- **What to produce**: Pick out every line in the records below that contains the string "yellow", treating uppercase and lowercase as different, and copy each one.

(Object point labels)
□ □ □ □ □ □ □

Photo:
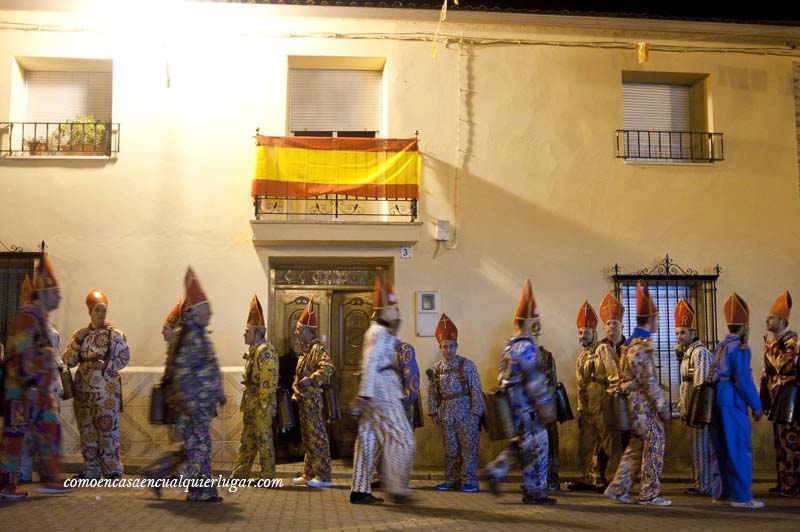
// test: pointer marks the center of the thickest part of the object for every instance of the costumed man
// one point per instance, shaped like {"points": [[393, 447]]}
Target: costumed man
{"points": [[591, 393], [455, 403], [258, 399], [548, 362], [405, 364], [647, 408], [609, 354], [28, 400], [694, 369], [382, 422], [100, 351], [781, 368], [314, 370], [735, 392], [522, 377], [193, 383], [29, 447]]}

□ □ □ □ □ □ □

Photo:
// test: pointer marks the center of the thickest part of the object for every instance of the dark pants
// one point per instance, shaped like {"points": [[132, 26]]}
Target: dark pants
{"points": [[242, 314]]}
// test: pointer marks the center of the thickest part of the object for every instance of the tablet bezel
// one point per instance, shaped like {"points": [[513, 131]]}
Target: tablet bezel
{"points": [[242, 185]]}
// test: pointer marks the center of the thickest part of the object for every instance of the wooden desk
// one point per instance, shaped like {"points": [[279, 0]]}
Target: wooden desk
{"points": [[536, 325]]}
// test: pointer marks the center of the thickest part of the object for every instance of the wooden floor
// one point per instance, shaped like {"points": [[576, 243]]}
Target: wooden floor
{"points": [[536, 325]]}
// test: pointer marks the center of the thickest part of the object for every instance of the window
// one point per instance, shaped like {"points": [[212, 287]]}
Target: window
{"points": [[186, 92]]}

□ □ □ □ □ □ □

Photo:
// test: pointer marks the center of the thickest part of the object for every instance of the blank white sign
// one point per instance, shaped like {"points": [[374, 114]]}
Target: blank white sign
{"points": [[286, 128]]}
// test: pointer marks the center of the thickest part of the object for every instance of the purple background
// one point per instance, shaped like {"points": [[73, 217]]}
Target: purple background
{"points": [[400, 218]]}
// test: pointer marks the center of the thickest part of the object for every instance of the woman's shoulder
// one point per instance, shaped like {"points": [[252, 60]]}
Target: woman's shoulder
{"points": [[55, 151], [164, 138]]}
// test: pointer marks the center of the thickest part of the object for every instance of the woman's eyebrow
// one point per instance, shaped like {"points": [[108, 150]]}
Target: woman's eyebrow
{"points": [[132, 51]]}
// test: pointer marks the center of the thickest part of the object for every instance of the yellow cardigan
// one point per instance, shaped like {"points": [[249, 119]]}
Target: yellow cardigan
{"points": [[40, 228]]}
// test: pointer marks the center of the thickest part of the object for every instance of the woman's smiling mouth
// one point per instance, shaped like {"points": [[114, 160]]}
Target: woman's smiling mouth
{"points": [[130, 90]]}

□ □ □ □ □ □ □

- **Response**:
// test: pointer marks the center of the thickest part of the object for every instance of the yellow cardigan
Target: yellow cardigan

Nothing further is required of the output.